— Task prompt —
Each line of the listing should be reproduced exactly.

Records to use START

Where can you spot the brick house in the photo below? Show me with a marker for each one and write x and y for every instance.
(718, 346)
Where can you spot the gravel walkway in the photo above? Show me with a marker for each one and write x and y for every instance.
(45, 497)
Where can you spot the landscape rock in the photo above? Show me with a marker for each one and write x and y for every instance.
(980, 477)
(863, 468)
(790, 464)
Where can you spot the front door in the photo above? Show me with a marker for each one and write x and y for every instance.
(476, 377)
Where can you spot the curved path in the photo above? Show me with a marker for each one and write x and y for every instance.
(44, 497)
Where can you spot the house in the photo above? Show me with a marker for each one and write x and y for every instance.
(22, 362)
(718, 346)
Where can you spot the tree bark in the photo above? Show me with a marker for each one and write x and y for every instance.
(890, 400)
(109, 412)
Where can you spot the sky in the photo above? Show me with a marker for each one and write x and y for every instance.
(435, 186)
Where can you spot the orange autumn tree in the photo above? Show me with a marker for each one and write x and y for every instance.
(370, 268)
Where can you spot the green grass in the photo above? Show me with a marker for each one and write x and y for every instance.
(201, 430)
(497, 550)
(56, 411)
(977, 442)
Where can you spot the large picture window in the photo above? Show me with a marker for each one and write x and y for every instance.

Records to use END

— Response area —
Where can you spot the brick house in the photo below? Show me with a marker for each one and write x and y for every instance.
(718, 346)
Where can you spot the gravel walkway in the photo above? Show me with a marker for each one and write x and y for every instance.
(45, 497)
Where can you spot the landscape rock in the photo above? Show me with a marker for each one and write x and y for every instance.
(980, 477)
(863, 468)
(790, 464)
Where can you spot the front door in the photo above? Show me with a marker for each one and write x and y for every instance.
(476, 377)
Where can you spot the curved path in the photo above? Show me with a marker for each one and write x and y for every instance.
(44, 497)
Where can you spot the house in the photo above? Show me with a marker for each one and write x and y for every instance.
(22, 362)
(718, 346)
Where can you spot the tree bark in the photo above? Show me with a marker for each one and write x and y for every instance.
(890, 400)
(109, 412)
Where can you spot the sky in the photo above? Show me with a marker for each one and write x and y for every instance.
(435, 186)
Where can you spot the orange autumn tree in the photo above? Show me with a marker for each one and write x and y for every instance.
(370, 268)
Where can you spot the green grass in the photo above? Show me with a marker for each one and write x and y for every instance.
(201, 430)
(497, 550)
(56, 411)
(977, 442)
Where can you spot the large picture window in the photo above? Show me with a marker for each one and write x and y for every instance.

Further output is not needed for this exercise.